SOURCE PASSAGE:
________

1 · What exactly is a “model”?
This is the single most important idea in the whole project, so we start here and we go slowly. When the app says “127 models”, here is precisely what that means.
The one-sentence answer
A model is not magic, and it is not downloaded
We did not download a model from the internet. We did not use ChatGPT. Each model is built from your own data using a mathematical procedure called supervised regression. Think of it like this:
| Everyday analogy | What it maps to here |
|---|---|
| You notice traffic is always bad at 5pm on weekdays. | The model notices yard inventory rises on certain hours/days. |
| After weeks of commuting you can predict tomorrow’s 5pm traffic. | The model predicts the next hour’s / next day’s value. |
| Your “experience” lives in your head. | The model’s “experience” lives in a .joblib file on disk. |
What is literally inside one .joblib file
When you click “Load & run the real .joblib model” in the app, Python
opens a file like models/BED_yard.joblib. Inside it is a Python
dictionary with four things:
{
"model": <the trained estimator>, # e.g. a Ridge regression or a RandomForest
"features": ["lag_1", "lag_24", "roll_mean_24", "hour", "dow", ...],
"best_name": "Ridge", # which algorithm won for this terminal
"target": "inventory" # the number it predicts
}
So a “model” = a trained estimator + the list of inputs it expects + a label of what it predicts. That is the whole thing. It is typically a few hundred kilobytes. It loads in milliseconds. It does not need the internet.

________

PROVIDED MATERIAL:
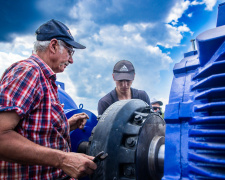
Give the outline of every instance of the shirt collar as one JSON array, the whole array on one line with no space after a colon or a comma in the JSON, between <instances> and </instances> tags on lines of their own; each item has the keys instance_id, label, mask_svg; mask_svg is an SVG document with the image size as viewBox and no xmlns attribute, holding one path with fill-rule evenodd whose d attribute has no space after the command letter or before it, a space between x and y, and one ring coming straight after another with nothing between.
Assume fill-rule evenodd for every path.
<instances>
[{"instance_id":1,"label":"shirt collar","mask_svg":"<svg viewBox=\"0 0 225 180\"><path fill-rule=\"evenodd\" d=\"M47 78L56 80L56 74L54 73L54 71L38 55L32 54L30 58L33 59L41 67L44 75Z\"/></svg>"}]
</instances>

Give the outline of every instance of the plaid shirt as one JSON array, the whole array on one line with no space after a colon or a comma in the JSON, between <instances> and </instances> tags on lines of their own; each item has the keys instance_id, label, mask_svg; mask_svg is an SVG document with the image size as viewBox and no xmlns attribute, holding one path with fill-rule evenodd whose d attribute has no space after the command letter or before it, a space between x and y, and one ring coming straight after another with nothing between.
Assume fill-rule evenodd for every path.
<instances>
[{"instance_id":1,"label":"plaid shirt","mask_svg":"<svg viewBox=\"0 0 225 180\"><path fill-rule=\"evenodd\" d=\"M37 55L9 67L0 80L0 111L15 110L15 131L36 144L70 151L69 124L57 95L56 75ZM0 161L0 179L56 179L65 173L48 166Z\"/></svg>"}]
</instances>

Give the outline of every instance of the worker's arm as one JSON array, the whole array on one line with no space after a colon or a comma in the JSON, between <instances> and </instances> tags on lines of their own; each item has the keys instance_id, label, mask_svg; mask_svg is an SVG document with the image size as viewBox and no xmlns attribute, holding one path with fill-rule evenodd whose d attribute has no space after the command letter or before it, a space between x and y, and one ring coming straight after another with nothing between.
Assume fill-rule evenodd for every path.
<instances>
[{"instance_id":1,"label":"worker's arm","mask_svg":"<svg viewBox=\"0 0 225 180\"><path fill-rule=\"evenodd\" d=\"M0 112L0 160L20 164L52 166L74 178L96 169L94 157L40 146L14 131L20 117L15 111Z\"/></svg>"},{"instance_id":2,"label":"worker's arm","mask_svg":"<svg viewBox=\"0 0 225 180\"><path fill-rule=\"evenodd\" d=\"M70 131L74 129L83 129L84 125L87 122L87 119L89 119L88 115L86 113L78 113L74 114L71 118L68 119L70 124Z\"/></svg>"}]
</instances>

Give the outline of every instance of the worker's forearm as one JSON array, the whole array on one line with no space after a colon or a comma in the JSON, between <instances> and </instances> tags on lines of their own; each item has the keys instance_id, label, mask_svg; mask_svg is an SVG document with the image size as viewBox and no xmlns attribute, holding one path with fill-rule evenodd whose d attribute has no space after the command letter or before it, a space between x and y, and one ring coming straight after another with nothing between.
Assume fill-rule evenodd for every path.
<instances>
[{"instance_id":1,"label":"worker's forearm","mask_svg":"<svg viewBox=\"0 0 225 180\"><path fill-rule=\"evenodd\" d=\"M11 130L0 134L0 160L59 168L65 153L40 146Z\"/></svg>"}]
</instances>

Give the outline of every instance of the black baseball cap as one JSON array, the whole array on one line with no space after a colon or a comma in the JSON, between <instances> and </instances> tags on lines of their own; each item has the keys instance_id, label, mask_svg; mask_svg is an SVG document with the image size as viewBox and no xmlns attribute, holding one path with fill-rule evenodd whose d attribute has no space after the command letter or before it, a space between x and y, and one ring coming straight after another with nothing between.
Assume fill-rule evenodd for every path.
<instances>
[{"instance_id":1,"label":"black baseball cap","mask_svg":"<svg viewBox=\"0 0 225 180\"><path fill-rule=\"evenodd\" d=\"M130 61L121 60L117 62L113 68L113 75L116 81L120 80L134 80L134 66Z\"/></svg>"},{"instance_id":2,"label":"black baseball cap","mask_svg":"<svg viewBox=\"0 0 225 180\"><path fill-rule=\"evenodd\" d=\"M35 33L38 41L50 41L55 38L64 41L76 49L86 48L74 40L69 28L65 24L55 19L42 24Z\"/></svg>"}]
</instances>

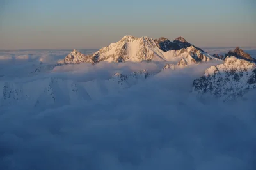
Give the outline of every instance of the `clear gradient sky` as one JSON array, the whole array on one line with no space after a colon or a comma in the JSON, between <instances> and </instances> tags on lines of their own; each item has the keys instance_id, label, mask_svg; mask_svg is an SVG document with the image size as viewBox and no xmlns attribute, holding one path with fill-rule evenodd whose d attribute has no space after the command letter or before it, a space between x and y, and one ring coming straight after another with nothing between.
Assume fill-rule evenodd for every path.
<instances>
[{"instance_id":1,"label":"clear gradient sky","mask_svg":"<svg viewBox=\"0 0 256 170\"><path fill-rule=\"evenodd\" d=\"M0 0L0 49L100 48L125 35L256 47L254 0Z\"/></svg>"}]
</instances>

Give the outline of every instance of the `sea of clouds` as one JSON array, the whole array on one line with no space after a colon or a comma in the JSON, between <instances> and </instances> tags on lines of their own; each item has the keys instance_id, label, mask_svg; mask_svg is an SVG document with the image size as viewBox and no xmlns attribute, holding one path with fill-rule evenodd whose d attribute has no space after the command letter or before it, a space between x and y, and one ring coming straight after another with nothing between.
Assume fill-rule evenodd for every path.
<instances>
[{"instance_id":1,"label":"sea of clouds","mask_svg":"<svg viewBox=\"0 0 256 170\"><path fill-rule=\"evenodd\" d=\"M0 81L52 76L86 81L115 72L157 72L164 65L65 65L28 76L32 66L54 63L69 52L1 52ZM1 108L0 169L255 169L256 90L230 103L191 93L193 81L218 63L162 71L83 105Z\"/></svg>"}]
</instances>

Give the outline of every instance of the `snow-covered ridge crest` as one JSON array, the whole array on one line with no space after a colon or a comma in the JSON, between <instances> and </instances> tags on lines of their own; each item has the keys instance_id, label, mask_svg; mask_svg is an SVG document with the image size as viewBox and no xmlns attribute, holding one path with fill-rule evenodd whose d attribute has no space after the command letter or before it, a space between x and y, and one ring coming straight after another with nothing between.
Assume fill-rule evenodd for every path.
<instances>
[{"instance_id":1,"label":"snow-covered ridge crest","mask_svg":"<svg viewBox=\"0 0 256 170\"><path fill-rule=\"evenodd\" d=\"M64 60L60 61L58 65L79 64L90 63L95 64L102 61L108 62L141 62L141 61L168 61L175 56L172 56L171 50L182 50L191 47L194 50L205 53L201 49L188 43L183 37L179 37L173 42L166 38L153 40L143 36L136 38L133 36L125 36L116 43L111 43L109 46L100 49L99 51L90 55L84 55L74 50ZM185 50L184 50L185 49ZM190 50L188 50L189 52ZM193 54L195 55L195 54ZM179 56L176 54L176 56ZM207 55L205 55L205 56ZM179 56L180 57L180 56ZM189 63L189 62L188 62Z\"/></svg>"},{"instance_id":2,"label":"snow-covered ridge crest","mask_svg":"<svg viewBox=\"0 0 256 170\"><path fill-rule=\"evenodd\" d=\"M193 86L200 95L209 93L223 101L234 100L256 88L256 64L234 56L227 58L223 64L207 69Z\"/></svg>"}]
</instances>

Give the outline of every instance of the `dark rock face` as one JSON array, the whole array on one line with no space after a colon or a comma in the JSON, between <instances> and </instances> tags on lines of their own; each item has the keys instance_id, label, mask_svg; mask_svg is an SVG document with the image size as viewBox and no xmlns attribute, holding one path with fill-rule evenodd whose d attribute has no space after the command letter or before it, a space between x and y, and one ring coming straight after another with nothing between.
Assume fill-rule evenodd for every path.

________

ABOUT THIS TASK: Reproduce the whole page explaining what a model is, word for word, from its first line to its last.

RESULT:
1 · What exactly is a “model”?
This is the single most important idea in the whole project, so we start here and we go slowly. When the app says “127 models”, here is precisely what that means.
The one-sentence answer
A model is not magic, and it is not downloaded
We did not download a model from the internet. We did not use ChatGPT. Each model is built from your own data using a mathematical procedure called supervised regression. Think of it like this:
| Everyday analogy | What it maps to here |
|---|---|
| You notice traffic is always bad at 5pm on weekdays. | The model notices yard inventory rises on certain hours/days. |
| After weeks of commuting you can predict tomorrow’s 5pm traffic. | The model predicts the next hour’s / next day’s value. |
| Your “experience” lives in your head. | The model’s “experience” lives in a .joblib file on disk. |
What is literally inside one .joblib file
When you click “Load & run the real .joblib model” in the app, Python
opens a file like models/BED_yard.joblib. Inside it is a Python
dictionary with four things:
{
"model": <the trained estimator>, # e.g. a Ridge regression or a RandomForest
"features": ["lag_1", "lag_24", "roll_mean_24", "hour", "dow", ...],
"best_name": "Ridge", # which algorithm won for this terminal
"target": "inventory" # the number it predicts
}
So a “model” = a trained estimator + the list of inputs it expects + a label of what it predicts. That is the whole thing. It is typically a few hundred kilobytes. It loads in milliseconds. It does not need the internet.